begin Provided passage
Court name
Supreme Court of Appeal
Case number
66 of 2007

Bwanali v Lilongwe City Assembly & Ors. (66 of 2007) [2004] MWSC 88 (23 August 2004);

Law report citations
Media neutral citation
[2004] MWSC 88
Headnote and holding:

This case determined the test for granting interlocutory mandatory injunctions in land ownership disputes.

The applicant sought an interlocutory injunction restraining the defendant from allowing vendors to occupy the applicant’s property and that all structures put up by the vendors be pulled down.

The applicant argued that she had the right to the property as a squatter who was regularized as the holder and requested to pay rent and development charges. However, the respondent argued that they had not approved regularization on the land and the illegal development since the applicant encroached on the tree belt and blocked a public foot path.
end Provided passage
begin Record list
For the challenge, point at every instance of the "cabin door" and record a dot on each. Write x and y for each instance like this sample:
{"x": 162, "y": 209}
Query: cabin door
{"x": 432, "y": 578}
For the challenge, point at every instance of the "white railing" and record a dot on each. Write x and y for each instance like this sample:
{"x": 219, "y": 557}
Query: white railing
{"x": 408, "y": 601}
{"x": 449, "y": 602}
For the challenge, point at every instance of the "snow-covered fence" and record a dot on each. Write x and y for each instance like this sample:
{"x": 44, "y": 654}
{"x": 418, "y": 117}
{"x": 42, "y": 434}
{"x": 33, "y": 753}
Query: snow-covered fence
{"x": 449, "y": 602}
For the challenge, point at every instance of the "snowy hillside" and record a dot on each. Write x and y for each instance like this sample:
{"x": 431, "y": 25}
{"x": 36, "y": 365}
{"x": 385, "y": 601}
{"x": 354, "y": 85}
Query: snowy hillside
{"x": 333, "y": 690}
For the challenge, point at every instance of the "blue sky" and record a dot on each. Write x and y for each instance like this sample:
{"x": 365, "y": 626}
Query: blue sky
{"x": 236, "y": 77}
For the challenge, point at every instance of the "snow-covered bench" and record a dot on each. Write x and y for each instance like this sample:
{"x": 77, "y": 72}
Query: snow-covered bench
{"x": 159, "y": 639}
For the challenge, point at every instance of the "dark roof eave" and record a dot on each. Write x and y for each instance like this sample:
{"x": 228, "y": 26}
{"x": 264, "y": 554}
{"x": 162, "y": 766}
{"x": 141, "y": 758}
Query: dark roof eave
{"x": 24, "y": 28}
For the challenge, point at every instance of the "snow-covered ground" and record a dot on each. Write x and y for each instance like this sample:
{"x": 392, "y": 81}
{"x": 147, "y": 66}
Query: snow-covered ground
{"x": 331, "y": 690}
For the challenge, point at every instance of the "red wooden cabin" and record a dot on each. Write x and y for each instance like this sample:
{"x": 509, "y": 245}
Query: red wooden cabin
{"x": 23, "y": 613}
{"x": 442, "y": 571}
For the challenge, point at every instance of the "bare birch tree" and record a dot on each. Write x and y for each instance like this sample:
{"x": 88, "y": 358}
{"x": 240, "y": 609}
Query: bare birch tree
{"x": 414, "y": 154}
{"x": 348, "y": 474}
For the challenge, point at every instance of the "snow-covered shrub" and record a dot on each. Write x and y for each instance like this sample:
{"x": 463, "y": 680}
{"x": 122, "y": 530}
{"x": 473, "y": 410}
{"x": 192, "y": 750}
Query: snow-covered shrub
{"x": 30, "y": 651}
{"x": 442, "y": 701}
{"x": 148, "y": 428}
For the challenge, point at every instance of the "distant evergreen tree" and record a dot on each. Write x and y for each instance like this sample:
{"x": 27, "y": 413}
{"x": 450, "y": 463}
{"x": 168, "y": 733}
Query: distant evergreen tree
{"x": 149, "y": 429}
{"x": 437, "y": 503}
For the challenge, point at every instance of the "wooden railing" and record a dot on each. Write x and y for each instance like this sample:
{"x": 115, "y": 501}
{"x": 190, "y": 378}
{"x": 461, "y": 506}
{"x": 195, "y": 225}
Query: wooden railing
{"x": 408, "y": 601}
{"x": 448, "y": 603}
end Record list
→ Objective 1
Copy out the passage of the Bwanali case summary that begins with the words containing "Law report citations" and ends with "public foot path.".
→ Objective 2
Write the next part of the Bwanali case summary, starting after its final sentence.

→ Exercise answer 1
Law report citations
Media neutral citation
[2004] MWSC 88
Headnote and holding:

This case determined the test for granting interlocutory mandatory injunctions in land ownership disputes.

The applicant sought an interlocutory injunction restraining the defendant from allowing vendors to occupy the applicant’s property and that all structures put up by the vendors be pulled down.

The applicant argued that she had the right to the property as a squatter who was regularized as the holder and requested to pay rent and development charges. However, the respondent argued that they had not approved regularization on the land and the illegal development since the applicant encroached on the tree belt and blocked a public foot path.

→ Exercise answer 2
The court noted that interlocutory orders are not meant to provide a final relief, preserving the status quo until the issue is determined. The court found that the applicant sought to get a remedy that was permanent in nature in the guise of seeking an interlocutory injunction. It was further noted that the court has the discretion of granting such interlocutory mandatory injunctions but has to exercise great caution. Mainly because of the risk of causing greater injustice. 

The court applied the rules on granting injunctions and found that there were triable issues from both parties that were equally persuasive. The court balanced the grant of the injunction and the injury that may have been occasioned to the defendant, and found it unnecessary to grant the order.

Accordingly, the application was dismissed with costs to the respondent.

IN
THE HIGH COURT OF MALAWI


LILONGWE
DISTRICT REGISTRY


BEING
MISC. CIVIL CAUSE NO. 66 OF 2007





BETWEEN





FATIMA
BWANALI …..….…..……………………..…. APPLICANT





-VS-





LILONGWE
CITY ASSEMBLY & OTHERS …. RESPONDENT








CORAM HON.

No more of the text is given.